GIVEN TASK ▸ Retype the material word for word.
*** INFORMATION SUPPLIED
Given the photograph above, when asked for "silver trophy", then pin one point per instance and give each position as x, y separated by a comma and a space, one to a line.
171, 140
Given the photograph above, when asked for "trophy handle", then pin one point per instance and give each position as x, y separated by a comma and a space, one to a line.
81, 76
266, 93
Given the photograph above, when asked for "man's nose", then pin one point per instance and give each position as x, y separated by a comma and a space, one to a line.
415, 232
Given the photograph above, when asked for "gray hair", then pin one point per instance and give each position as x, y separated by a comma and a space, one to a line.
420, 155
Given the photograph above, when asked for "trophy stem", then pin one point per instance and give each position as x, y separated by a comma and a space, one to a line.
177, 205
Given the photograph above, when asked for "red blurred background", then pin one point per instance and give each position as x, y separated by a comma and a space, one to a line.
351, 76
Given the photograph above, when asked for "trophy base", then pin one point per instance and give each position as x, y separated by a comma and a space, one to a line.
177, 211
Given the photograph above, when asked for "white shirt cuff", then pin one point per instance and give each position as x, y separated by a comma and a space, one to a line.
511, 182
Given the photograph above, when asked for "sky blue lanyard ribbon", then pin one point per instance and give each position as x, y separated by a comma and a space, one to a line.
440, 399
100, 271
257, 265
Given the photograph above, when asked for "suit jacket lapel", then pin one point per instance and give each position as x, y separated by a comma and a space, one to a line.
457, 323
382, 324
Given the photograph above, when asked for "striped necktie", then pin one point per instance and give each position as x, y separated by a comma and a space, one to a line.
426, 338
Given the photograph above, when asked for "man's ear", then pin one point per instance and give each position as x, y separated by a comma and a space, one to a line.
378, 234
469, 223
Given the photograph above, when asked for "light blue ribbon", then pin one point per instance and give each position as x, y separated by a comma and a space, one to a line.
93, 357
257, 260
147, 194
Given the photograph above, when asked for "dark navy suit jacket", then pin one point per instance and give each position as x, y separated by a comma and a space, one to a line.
******
RESPONSE BELOW ▸
Given the photograph above, when asked for "silver trophy", then pin one point per instance and give each position as x, y separated by a comma and a space, one to a line.
171, 140
Given the photograph above, when asked for "trophy handle", then pin one point per instance and give each position as x, y separated by a comma and a space, one to a line.
81, 76
266, 93
Given the photograph above, when asked for "man's nose", then pin one point per instance and give each position as x, y separated by a comma and a space, one to a line.
415, 232
Given the photograph above, when asked for "gray hair", then pin one point per instance and give each position as x, y separated by a comma and a space, one to a line.
420, 155
Given the photograph above, when asked for "trophy stem", then pin one point per instance and give each position as x, y separated by a comma and a space, one to a line.
177, 205
Given the photograph above, when asked for "red blurred background", then pin one point per instance and give each position as x, y separated by a comma and a space, one to a line.
351, 76
Given the photograph above, when asked for "trophy base", then pin one point per instance and give each position as x, y separated by a comma and a space, one to a line.
177, 211
Given the photograph above, when asked for "white shirt cuff", then pin one point per instance and give each position as x, y separated by a comma and a space, one to a line.
511, 182
Given the photograph above, when asked for "sky blue lanyard ribbon", then pin one point per instance and give each position as x, y separated by a comma and a space, one to a line.
440, 399
100, 271
257, 265
Given the photograph above, when asked for "suit jacket lapel", then pin one point per instance and give each position as x, y separated by a comma and a space, one to a line.
457, 323
382, 324
Given the photograph above, when asked for "striped necktie", then pin one point per instance and give each position as x, y separated by a comma and a space, one to a line.
426, 338
Given the photograph above, when asked for "man's ear", then pin one point per instance and give each position as x, y separated by a comma and a space, one to a line.
378, 234
469, 223
Given the photograph above, when asked for "light blue ribbon", then pin one point per instance and give each position as x, y separated by a comma and a space, one to a line.
93, 357
257, 260
147, 194
Given the photograph above, when asked for "dark navy suit jacket", then pin one point per instance and give each position as x, y separated by a comma and a space, one to a line.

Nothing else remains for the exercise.